Please edit the Ball baronetcy text by writing it out again, starting at the words "- Sir Charles Arthur" and stopping after "4th Baronet (1924–2002)", with "3rd Baronet" replaced by "Third Baronet".

DOCUMENT TEXT below:

= Ball Baronets of Merrion Square and Killybegs (1911) =

Escutcheon of the Ball baronets of Merrion Square and Killybegs

The Ball Baronetcy, of Merrion Square in the County and City Dublin and of Killybegs in the County of Donegal, was created in the Baronetage of the United Kingdom on 23 June 1911 for the Irish surgeon Charles Ball. He was Regius Professor of Surgery at Trinity College Dublin, and President of the Royal Academy of Medicine of Ireland. His eldest son, the second Baronet, was also Regius Professor of Surgery. He died without male issue and was succeeded by his younger brother, the third Baronet. He was Professor of Botany at University College, Colombo, Sr Lanka. As of 2023 the title is held by the latter's grandson, the fifth Baronet, who succeeded his father in 2002.

==Ball baronets, of Merrion Square and Killybegs (1911)==
- Sir Charles Bent Ball, 1st Baronet (1851–1916)
- Sir Charles Arthur Kinahan Ball, 2nd Baronet (1877–1945)
- Sir Nigel Gresley Ball, 3rd Baronet (1892–1978)
- Sir Charles Irwin Ball, 4th Baronet (1924–2002)
- Sir Richard Bentley Ball, 5th Baronet (born 1953)

The heir presumptive is Christopher Nigel Morton Ball (born 1951), first cousin of the present holder. His heir apparent is his only son Peter Jonathan Ball (born 1981).

End of DOCUMENT TEXT.
PROVIDED INFORMATION below:

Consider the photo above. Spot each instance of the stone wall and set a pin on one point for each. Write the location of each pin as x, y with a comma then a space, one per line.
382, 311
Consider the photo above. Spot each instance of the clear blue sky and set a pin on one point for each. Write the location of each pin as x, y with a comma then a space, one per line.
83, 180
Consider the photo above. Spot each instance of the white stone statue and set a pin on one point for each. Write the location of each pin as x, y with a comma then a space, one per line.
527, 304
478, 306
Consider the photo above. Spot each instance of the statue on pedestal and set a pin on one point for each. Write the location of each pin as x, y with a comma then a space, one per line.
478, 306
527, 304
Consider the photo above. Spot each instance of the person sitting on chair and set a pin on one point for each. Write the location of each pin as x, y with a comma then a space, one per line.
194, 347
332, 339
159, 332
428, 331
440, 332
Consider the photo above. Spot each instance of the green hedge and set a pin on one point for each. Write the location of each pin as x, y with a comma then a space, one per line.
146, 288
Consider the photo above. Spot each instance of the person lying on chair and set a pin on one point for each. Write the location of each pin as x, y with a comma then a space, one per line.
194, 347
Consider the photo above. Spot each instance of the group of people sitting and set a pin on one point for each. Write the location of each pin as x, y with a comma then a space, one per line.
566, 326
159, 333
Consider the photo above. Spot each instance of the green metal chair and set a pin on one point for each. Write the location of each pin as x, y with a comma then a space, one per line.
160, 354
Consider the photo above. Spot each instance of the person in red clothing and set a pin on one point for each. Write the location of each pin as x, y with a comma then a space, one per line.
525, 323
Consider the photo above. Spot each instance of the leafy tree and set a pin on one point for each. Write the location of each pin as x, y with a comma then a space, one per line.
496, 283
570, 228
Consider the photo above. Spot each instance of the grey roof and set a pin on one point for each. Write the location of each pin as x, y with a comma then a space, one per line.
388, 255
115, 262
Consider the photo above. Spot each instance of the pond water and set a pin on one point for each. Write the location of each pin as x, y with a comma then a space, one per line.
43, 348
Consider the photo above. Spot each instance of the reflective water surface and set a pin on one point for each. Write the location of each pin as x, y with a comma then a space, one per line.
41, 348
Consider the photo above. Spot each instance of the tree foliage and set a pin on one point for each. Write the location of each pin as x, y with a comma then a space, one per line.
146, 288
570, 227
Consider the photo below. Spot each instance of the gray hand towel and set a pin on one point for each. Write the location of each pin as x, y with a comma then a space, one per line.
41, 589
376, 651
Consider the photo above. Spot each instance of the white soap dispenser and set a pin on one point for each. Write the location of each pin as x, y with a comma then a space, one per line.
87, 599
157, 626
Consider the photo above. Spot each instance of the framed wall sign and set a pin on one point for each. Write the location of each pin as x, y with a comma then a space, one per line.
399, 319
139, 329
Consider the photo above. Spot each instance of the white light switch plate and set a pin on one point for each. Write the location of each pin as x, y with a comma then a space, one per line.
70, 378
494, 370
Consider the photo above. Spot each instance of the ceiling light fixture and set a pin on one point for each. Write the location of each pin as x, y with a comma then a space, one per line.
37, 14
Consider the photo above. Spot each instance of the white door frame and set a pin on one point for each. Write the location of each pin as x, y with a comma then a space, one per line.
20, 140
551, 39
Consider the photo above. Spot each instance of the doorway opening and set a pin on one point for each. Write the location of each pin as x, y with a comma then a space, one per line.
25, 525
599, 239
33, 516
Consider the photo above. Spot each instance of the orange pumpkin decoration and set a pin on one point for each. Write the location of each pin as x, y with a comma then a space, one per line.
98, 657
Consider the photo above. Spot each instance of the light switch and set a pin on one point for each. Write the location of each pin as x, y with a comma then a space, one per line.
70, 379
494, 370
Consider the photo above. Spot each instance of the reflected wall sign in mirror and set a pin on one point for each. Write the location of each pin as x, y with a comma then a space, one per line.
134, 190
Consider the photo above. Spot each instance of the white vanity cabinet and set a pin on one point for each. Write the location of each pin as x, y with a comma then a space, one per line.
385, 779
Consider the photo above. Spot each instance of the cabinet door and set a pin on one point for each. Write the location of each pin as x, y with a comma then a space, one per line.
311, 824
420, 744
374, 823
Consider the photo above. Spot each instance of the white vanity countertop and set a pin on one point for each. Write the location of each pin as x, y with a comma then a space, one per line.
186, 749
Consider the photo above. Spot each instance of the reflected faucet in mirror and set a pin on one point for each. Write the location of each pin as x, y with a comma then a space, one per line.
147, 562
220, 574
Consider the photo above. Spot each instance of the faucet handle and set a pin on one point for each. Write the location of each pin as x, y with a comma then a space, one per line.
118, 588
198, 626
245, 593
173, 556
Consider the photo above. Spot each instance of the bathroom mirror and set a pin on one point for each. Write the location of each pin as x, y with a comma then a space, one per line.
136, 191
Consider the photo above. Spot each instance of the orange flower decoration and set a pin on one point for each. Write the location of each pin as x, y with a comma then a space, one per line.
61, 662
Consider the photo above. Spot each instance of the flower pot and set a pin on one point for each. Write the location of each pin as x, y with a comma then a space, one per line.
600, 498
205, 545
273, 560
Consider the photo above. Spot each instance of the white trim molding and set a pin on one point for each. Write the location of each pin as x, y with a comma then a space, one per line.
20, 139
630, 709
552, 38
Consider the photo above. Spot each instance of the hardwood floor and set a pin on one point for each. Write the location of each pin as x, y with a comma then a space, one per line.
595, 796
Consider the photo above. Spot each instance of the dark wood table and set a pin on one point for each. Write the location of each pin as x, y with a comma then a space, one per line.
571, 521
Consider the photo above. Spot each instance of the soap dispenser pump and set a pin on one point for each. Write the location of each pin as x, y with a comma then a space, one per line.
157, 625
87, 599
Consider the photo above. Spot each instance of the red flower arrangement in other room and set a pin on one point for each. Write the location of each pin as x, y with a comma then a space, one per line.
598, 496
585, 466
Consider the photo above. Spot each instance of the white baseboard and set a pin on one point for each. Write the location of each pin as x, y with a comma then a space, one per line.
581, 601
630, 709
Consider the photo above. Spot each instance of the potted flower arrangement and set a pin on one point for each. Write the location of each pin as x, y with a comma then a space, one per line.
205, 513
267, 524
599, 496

End of PROVIDED INFORMATION.

* [SOLUTION]:
- Sir Charles Arthur Kinahan Ball, 2nd Baronet (1877–1945)
- Sir Nigel Gresley Ball, Third Baronet (1892–1978)
- Sir Charles Irwin Ball, 4th Baronet (1924–2002)